WRITTEN REQUEST: Copy every one of the rows below word for word, leaving out the pictures.
──────── SUPPLIED MATERIAL ────────
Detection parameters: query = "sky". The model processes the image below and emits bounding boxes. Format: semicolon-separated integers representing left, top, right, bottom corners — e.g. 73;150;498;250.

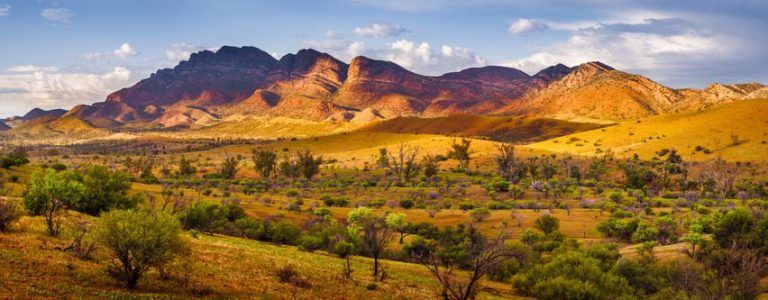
0;0;768;117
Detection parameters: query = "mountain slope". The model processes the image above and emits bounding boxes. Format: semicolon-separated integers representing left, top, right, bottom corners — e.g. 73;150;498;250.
499;62;685;120
528;99;768;161
0;108;67;127
15;46;768;130
55;46;552;128
362;115;603;142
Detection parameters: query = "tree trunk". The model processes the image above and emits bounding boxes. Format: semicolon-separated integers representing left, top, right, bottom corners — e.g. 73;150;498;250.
373;255;379;277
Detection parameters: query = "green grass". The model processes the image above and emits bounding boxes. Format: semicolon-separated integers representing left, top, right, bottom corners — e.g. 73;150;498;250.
0;214;514;299
527;99;768;161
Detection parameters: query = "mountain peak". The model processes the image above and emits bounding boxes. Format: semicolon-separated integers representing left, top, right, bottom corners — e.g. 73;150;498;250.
576;61;616;71
440;66;531;82
533;64;573;84
182;46;277;68
21;108;67;120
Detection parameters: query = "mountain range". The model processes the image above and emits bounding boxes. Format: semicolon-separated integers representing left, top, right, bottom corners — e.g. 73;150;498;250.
0;46;768;130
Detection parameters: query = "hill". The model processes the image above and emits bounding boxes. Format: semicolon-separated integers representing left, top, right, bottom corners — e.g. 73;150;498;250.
2;116;111;144
528;99;768;161
0;213;511;299
362;115;605;143
40;46;766;129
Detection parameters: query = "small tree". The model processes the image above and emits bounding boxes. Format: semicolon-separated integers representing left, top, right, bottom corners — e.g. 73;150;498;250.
297;150;323;180
347;207;392;277
380;144;421;183
533;215;560;234
24;169;84;236
495;143;516;182
0;199;21;232
219;155;240;179
179;155;197;177
387;213;410;244
252;149;277;179
279;156;301;182
95;210;187;289
73;166;138;216
412;232;526;300
333;241;355;278
421;155;439;181
448;139;472;170
469;207;491;223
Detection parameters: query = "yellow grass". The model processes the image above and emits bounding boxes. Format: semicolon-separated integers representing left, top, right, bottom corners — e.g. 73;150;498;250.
528;99;768;161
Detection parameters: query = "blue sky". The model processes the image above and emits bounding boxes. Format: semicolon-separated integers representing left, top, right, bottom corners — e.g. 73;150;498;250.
0;0;768;116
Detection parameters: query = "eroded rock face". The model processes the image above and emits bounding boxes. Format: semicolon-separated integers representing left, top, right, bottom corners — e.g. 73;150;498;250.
40;46;768;128
68;47;552;127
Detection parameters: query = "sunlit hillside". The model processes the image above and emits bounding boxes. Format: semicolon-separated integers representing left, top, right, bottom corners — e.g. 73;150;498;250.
528;99;768;161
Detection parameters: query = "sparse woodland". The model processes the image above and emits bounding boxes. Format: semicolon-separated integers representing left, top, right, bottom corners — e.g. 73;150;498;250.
0;135;768;299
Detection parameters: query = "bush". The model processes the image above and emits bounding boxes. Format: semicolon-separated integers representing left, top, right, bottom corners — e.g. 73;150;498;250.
398;199;414;209
533;215;560;234
51;162;67;171
275;264;310;288
24;169;83;235
69;166;140;216
469;207;491;223
235;217;267;240
299;235;325;252
0;200;21;232
95;210;187;289
459;202;477;210
268;223;302;245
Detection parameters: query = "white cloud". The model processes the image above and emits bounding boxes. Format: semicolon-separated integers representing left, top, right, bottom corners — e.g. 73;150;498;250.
7;65;59;73
305;33;488;75
353;22;407;38
507;18;549;36
40;8;76;23
85;43;138;60
112;43;136;58
0;4;11;17
505;18;730;79
0;66;131;115
385;40;437;68
165;43;206;62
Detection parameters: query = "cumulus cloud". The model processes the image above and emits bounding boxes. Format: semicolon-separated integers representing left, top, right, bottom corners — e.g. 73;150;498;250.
0;66;131;115
507;18;732;84
165;43;206;62
0;4;11;17
85;43;138;60
112;43;136;58
40;8;76;23
353;22;407;38
306;32;488;75
7;65;59;73
507;18;549;36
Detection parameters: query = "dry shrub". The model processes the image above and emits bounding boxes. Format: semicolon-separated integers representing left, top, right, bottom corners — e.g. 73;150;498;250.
0;199;21;231
275;264;311;288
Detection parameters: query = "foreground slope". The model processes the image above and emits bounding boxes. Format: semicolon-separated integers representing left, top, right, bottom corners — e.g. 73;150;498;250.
528;99;768;161
0;216;513;299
────────
ANSWER TO THIS TASK:
Detection parameters: query = "sky". The model processes the image below and emits bounding boxes. Format: semicolon-separated integers representing left, top, right, bottom corners — e.g. 73;150;498;250.

0;0;768;117
Detection parameters: query = "mountain slope". The model processes the image above and emits bounding boxes. Format: semicolon-separated integers representing left, top, right, bottom corners — e.g. 73;150;498;250.
499;62;685;120
528;99;768;161
0;108;67;127
15;46;768;130
55;46;552;128
362;115;603;142
Detection parameters: query = "tree trunk". The model processes the image above and emits bounding boxes. Format: semicolon-separated integers representing left, top, right, bottom corners — e.g. 73;150;498;250.
373;255;379;277
Detection parameters: query = "green grass". The model processes the image above and emits bounding boxes. Format: semicolon-separated integers representing left, top, right, bottom corners — e.g. 73;150;498;250.
0;214;514;299
527;99;768;161
Detection parameters: query = "mountain peak". The model processes the image above and emits bounding boxes. Format: semicolon-separated integers representing left, top, right, bottom corners — e.g. 73;150;498;250.
576;61;616;71
440;66;531;82
533;64;573;84
182;46;277;68
21;108;67;120
Detection parameters: query = "mountain range". The model processes the image above and emits bounding boxes. Format: semicolon-separated integers representing left, top, right, bottom corners — e.g. 73;150;498;250.
0;46;768;130
Detection parameters: query = "hill". The model processes the image above and emits bounding boxes. Format: semicolon-separated integers representing left, top, right, bottom corners — e.g. 73;150;498;250.
2;116;111;144
528;99;768;161
0;213;511;299
362;115;605;143
40;46;766;129
Detection parameters: query = "small tree". The model processes the image above and emits bounding boxes. Format: semicolon-separated integers representing left, top, right, bottom corners — e.g. 73;150;498;250.
297;150;323;180
347;207;392;277
380;144;421;183
533;215;560;234
24;169;84;236
495;143;516;182
0;199;21;232
219;155;240;179
179;155;197;177
387;213;410;244
252;149;277;179
279;156;301;182
95;210;187;289
73;166;138;216
412;232;526;300
333;241;355;278
421;155;439;181
448;139;472;170
469;207;491;223
Detection parameters: query = "yellow grass". The model processes the image above and emits bounding boxes. Format: semicolon-separated integers representing left, top, right, bottom corners — e.g. 73;150;498;250.
528;99;768;161
Detection parameters: query = "blue sky". The model processes the image above and emits bounding boxes. Format: semicolon-separated integers representing left, top, right, bottom corners — e.g. 73;150;498;250.
0;0;768;116
Detection parameters: query = "eroded rock face". The model processes the image above and emits bounding boxes. Format: semicolon-separated integers representing left, top, right, bottom corners — e.g. 73;150;498;250.
40;46;768;128
68;47;552;127
Detection parameters: query = "sunlit hillside". The model processes the image above and emits bounding boxes. Format: semicolon-separated integers representing left, top, right, bottom corners — e.g. 73;150;498;250.
528;99;768;161
Detection parameters: query = "sparse woodland". The model processes the image above and emits bounding boxes. Format: semicolon-separated integers representing left, top, right, bottom corners — e.g. 73;150;498;250.
0;135;768;299
Detection parameters: query = "bush". The model processes the image above and emits bounding boxes. Format: semicolon-separated integers representing left, top, right, bottom corners — e.g. 73;150;498;250.
398;199;414;209
533;215;560;234
51;162;67;171
275;264;310;288
24;169;83;235
69;166;140;216
469;207;491;223
235;217;267;240
299;235;325;252
0;200;21;232
95;210;187;289
459;202;477;210
268;223;302;245
Detection parameters: query = "white cloud". The model processes the image above and emits bounding boxes. Format: semicolon-separated integers representing left, top, right, bottom corners — e.g. 73;150;498;250.
7;65;59;73
305;33;488;75
353;22;407;38
507;18;549;36
40;8;76;23
85;43;138;60
112;43;136;58
0;4;11;17
505;18;730;79
0;66;131;115
385;40;437;68
165;43;206;62
Detection parameters: query = "cumulus cloud". The model processes the image above and emits bounding boxes. Format: semicolon-separated integers representing left, top, right, bottom corners — e.g. 73;150;498;250.
0;66;131;115
507;18;732;84
165;43;206;62
0;4;11;17
85;43;138;60
112;43;136;58
40;8;76;23
353;22;407;38
306;32;488;75
7;65;59;73
507;18;549;36
Detection parameters: query = "dry shrub". The model processes the image above and emits bounding boxes. Format: semicolon-separated integers representing left, top, right, bottom corners — e.g. 73;150;498;250.
0;199;21;231
275;264;311;288
Detection parameters: query = "foreground slope". The model processes the image above and emits bounding boxes. Format: semicolon-separated integers representing left, top, right, bottom corners — e.g. 73;150;498;250.
528;99;768;161
0;216;513;299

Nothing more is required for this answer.